### SELECTED EXTRACT

That would say that volatility ALWAYS increases. But surely that can't
be true. I don't have enough historical data to test it, but I would bet
there have been plenty of volatility contractions."
"Would you mind explaining how you take the square root of time."
" HAVE YOU RUN THIS CALCULATION ON FUTURES MARKETS ?
DOES THIS THEORY HOLD FOR STOCK INDICIES AND THE OEX ONLY OR DOES THE
BANDS
INCREASE AS A FUNCTION OF TIME IN FUTURES MARKETS "
For a very detailed discussion of "Chaos and Fractals in Financial
markets" go to this site and work your way down to the section on
economic commentary. There are six articles on Chaos and Fractals in
Financial Markets.
http://www.aci.net/kalliste/homepage.html#ifm
I have attached part of this explaining the idea of the "square root of
time"
Gary made a very good argument about volatility "not" being able to
always increase. I think that the idea of the drift of daily changes in
stock prices does increase cumulatively over time. If you measure
volatility over a predetermined moving time period (20 days, 6 mos,
1year) you will get the common type of reversion that we see when we
measure volatility this way. The bands I constructed measure the drift
of the range expansion (volatility) cumulatively over time. The trick is
to pick the starting point. I use a significant low. Part of the idea in
using this analysis is that you would not want to trade something unless
its range is expanding over time (high growth). Unless you are
specifically looking for something that only trades in a range (no
expansion of volatility, no growth) So I think the idea of volatility
contraction (which does happen) is more a function of your time frame. A
more short term trader would use a different low then I used in my
example. So I believe this is why over a longer period of time you see a
greater expansion of range in markets, because the cumulative effect of
the daily changes.(volatility) This is also why I believe you can get an
index (whose majority of components are making new lows) to be able to
make new highs.

[Collected data]
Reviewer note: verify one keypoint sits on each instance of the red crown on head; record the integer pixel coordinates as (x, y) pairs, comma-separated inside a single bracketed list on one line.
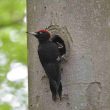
[(44, 31)]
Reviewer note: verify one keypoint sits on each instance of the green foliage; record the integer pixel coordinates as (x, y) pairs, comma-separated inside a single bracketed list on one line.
[(13, 47), (5, 106)]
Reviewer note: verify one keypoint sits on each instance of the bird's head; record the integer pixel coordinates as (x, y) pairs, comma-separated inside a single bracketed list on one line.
[(41, 35)]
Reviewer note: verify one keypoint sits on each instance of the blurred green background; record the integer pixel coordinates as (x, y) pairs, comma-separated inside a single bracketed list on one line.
[(13, 55)]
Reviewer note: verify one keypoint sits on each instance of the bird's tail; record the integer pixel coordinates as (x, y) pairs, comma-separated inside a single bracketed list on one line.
[(56, 88)]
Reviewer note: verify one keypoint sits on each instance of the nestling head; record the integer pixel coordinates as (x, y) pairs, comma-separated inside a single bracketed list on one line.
[(41, 35)]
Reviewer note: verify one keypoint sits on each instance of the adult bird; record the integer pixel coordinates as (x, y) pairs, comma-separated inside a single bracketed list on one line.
[(49, 56)]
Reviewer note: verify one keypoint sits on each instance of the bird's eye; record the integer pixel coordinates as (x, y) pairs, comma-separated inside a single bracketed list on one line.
[(40, 32)]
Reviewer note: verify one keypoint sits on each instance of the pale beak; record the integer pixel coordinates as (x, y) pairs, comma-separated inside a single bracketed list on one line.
[(32, 33)]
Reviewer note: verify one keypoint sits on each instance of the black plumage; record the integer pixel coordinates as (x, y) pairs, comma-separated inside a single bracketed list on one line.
[(49, 56)]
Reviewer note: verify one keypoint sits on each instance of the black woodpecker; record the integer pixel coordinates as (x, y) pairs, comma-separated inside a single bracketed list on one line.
[(49, 56)]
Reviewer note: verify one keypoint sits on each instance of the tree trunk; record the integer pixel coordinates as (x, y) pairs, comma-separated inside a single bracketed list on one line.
[(84, 25)]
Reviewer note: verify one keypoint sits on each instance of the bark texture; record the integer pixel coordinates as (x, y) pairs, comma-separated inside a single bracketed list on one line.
[(86, 74)]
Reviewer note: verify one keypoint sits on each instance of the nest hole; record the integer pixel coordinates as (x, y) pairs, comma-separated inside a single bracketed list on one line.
[(61, 44)]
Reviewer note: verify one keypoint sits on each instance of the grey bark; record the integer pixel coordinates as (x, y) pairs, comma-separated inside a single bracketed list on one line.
[(86, 74)]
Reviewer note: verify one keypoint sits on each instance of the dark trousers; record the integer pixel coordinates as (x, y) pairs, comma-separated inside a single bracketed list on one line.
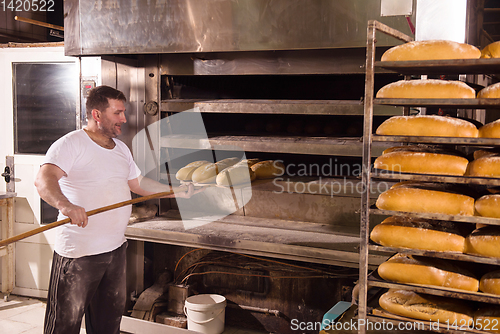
[(94, 285)]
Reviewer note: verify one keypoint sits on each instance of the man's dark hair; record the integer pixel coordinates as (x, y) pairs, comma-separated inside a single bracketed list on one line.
[(98, 98)]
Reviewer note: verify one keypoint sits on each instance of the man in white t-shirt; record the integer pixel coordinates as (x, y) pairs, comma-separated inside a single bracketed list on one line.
[(84, 170)]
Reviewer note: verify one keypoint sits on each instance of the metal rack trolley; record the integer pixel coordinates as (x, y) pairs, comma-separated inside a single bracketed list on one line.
[(469, 66)]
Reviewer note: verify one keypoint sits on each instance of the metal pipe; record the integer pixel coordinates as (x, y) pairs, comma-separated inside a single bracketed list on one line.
[(276, 313), (38, 23)]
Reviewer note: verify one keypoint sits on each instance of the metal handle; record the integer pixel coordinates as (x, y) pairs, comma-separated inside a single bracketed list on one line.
[(6, 174)]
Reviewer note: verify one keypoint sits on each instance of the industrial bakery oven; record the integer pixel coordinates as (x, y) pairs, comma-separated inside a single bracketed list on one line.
[(271, 80)]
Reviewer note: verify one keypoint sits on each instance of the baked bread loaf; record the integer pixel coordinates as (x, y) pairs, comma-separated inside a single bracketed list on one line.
[(425, 198), (491, 50), (488, 166), (490, 92), (490, 282), (402, 268), (431, 50), (426, 89), (418, 233), (410, 304), (207, 173), (427, 125), (421, 162), (484, 241), (486, 153), (490, 130), (237, 174), (488, 206), (487, 318), (186, 172), (268, 169)]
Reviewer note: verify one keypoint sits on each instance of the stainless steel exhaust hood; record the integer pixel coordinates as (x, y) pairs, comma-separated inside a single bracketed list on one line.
[(98, 27)]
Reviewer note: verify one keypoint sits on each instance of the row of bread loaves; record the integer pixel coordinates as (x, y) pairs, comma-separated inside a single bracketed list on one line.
[(435, 89), (438, 50), (444, 312), (230, 171), (436, 126)]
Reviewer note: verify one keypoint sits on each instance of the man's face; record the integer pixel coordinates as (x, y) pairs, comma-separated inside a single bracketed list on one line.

### DESCRIPTION OF THE TASK
Please quote the passage above on volatility and the square root of time in full, word for word.

### CORRECT ANSWER
That would say that volatility ALWAYS increases. But surely that can't
be true. I don't have enough historical data to test it, but I would bet
there have been plenty of volatility contractions."
"Would you mind explaining how you take the square root of time."
" HAVE YOU RUN THIS CALCULATION ON FUTURES MARKETS ?
DOES THIS THEORY HOLD FOR STOCK INDICIES AND THE OEX ONLY OR DOES THE
BANDS
INCREASE AS A FUNCTION OF TIME IN FUTURES MARKETS "
For a very detailed discussion of "Chaos and Fractals in Financial
markets" go to this site and work your way down to the section on
economic commentary. There are six articles on Chaos and Fractals in
Financial Markets.
http://www.aci.net/kalliste/homepage.html#ifm
I have attached part of this explaining the idea of the "square root of
time"
Gary made a very good argument about volatility "not" being able to
always increase. I think that the idea of the drift of daily changes in
stock prices does increase cumulatively over time. If you measure
volatility over a predetermined moving time period (20 days, 6 mos,
1year) you will get the common type of reversion that we see when we
measure volatility this way. The bands I constructed measure the drift
of the range expansion (volatility) cumulatively over time. The trick is
to pick the starting point. I use a significant low. Part of the idea in
using this analysis is that you would not want to trade something unless
its range is expanding over time (high growth). Unless you are
specifically looking for something that only trades in a range (no
expansion of volatility, no growth) So I think the idea of volatility
contraction (which does happen) is more a function of your time frame. A
more short term trader would use a different low then I used in my
example. So I believe this is why over a longer period of time you see a
greater expansion of range in markets, because the cumulative effect of
the daily changes.(volatility) This is also why I believe you can get an
index (whose majority of components are making new lows) to be able to
make new highs.